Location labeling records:
------
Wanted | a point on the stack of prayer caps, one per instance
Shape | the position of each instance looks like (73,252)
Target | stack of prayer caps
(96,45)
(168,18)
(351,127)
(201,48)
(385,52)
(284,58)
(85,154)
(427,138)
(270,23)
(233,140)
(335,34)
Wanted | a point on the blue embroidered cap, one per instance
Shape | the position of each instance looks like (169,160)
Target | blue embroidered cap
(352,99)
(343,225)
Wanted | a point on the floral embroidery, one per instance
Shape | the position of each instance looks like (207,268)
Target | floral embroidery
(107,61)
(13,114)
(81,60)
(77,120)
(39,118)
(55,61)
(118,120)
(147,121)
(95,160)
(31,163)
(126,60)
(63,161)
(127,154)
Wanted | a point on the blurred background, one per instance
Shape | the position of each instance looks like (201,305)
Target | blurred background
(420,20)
------
Set down the listing in full, keeping every word exactly as it is.

Wanted | a point on the stack of prayer caps, one per instance
Shape | the position of each instance looks like (73,252)
Target | stack of prayer caps
(96,45)
(168,18)
(351,127)
(201,48)
(385,52)
(284,58)
(85,154)
(427,138)
(270,23)
(233,140)
(335,34)
Wanted | a point on the blue embroidered cap, one per instance
Shape | the position of each instance looks like (169,160)
Target | blue embroidered cap
(352,99)
(343,225)
Wanted | a point on the floral embroidery, one per instance
Shape | the position of each instance looks like (207,268)
Target | floral embroidery
(107,61)
(13,114)
(81,60)
(77,120)
(39,118)
(55,61)
(118,120)
(147,121)
(95,160)
(31,163)
(126,60)
(63,161)
(127,154)
Wanted | a point on the blurred background, one per instance
Shape | the position of each instance looks like (201,305)
Target | blurred background
(420,20)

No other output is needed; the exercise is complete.